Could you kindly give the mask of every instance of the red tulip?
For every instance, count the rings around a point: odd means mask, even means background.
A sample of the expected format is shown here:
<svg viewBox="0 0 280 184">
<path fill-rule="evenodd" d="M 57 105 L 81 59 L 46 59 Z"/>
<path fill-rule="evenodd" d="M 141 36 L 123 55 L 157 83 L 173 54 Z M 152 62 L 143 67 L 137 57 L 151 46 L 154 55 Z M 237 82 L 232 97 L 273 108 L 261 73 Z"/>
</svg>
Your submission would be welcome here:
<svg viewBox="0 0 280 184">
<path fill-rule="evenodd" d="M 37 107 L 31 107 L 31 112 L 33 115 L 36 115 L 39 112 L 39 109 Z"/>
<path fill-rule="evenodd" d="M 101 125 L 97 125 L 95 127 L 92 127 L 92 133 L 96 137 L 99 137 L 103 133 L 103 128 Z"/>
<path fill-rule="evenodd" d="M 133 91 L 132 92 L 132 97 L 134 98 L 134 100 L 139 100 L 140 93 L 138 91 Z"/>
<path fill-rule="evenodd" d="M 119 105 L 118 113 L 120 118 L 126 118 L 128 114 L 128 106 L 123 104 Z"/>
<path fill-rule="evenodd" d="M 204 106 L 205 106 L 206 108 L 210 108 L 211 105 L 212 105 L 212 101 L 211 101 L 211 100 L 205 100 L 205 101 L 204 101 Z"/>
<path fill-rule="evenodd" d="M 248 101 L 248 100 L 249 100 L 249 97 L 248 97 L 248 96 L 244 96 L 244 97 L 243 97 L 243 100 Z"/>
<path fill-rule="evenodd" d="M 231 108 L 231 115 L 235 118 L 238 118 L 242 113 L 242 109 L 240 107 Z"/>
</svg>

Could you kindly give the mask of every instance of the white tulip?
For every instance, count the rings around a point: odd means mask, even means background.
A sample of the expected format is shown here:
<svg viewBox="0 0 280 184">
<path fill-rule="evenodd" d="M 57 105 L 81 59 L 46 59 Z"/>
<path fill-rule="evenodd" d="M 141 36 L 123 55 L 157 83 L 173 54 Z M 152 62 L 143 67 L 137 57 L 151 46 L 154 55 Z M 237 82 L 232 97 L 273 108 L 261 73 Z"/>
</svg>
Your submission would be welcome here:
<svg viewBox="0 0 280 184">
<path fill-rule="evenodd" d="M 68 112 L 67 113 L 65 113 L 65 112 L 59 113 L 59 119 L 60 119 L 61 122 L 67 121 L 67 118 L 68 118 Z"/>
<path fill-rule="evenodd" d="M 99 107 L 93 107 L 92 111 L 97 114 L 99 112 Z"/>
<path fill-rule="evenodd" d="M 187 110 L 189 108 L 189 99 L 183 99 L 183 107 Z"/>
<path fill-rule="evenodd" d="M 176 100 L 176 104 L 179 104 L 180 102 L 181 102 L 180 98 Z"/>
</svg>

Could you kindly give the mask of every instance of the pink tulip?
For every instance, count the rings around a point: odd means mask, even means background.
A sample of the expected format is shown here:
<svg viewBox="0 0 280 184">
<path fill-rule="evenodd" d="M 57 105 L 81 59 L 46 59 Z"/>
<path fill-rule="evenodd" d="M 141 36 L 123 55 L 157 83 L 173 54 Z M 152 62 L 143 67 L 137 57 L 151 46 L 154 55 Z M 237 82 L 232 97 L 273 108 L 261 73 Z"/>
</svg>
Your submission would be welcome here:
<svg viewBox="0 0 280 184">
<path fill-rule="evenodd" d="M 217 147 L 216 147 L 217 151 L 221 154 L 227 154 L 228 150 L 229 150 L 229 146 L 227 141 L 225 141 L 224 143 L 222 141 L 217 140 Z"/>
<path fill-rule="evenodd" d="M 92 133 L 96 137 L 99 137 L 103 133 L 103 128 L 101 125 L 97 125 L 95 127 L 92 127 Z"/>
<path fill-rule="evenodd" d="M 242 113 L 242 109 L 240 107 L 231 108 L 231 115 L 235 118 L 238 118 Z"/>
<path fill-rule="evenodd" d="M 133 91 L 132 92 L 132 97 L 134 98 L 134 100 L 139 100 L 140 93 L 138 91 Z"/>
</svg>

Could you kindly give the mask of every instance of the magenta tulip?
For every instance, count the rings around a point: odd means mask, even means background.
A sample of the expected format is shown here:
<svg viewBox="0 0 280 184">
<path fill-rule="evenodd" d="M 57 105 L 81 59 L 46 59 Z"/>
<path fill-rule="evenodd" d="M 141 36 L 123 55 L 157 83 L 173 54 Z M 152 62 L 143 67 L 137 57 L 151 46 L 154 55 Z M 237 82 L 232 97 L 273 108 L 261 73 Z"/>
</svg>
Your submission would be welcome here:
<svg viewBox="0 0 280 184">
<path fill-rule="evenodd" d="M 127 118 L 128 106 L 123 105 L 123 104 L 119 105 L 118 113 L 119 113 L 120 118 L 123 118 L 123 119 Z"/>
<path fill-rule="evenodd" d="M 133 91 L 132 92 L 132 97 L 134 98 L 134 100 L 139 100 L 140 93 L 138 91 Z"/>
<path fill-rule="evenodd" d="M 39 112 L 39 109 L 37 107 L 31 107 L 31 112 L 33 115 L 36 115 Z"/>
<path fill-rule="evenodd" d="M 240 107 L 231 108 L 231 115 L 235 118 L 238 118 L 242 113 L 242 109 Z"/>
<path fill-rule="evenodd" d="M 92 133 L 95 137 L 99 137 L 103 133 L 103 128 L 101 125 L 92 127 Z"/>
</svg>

Assignment: Only lines with the word "tulip" are needed. Copy them from the preceding records.

Output of the task:
Could you kindly give the mask of every instance of the red tulip?
Could you kindly give the mask of every instance of the white tulip?
Could you kindly give the mask of every instance of the pink tulip?
Could you kindly give the mask of every instance of the magenta tulip?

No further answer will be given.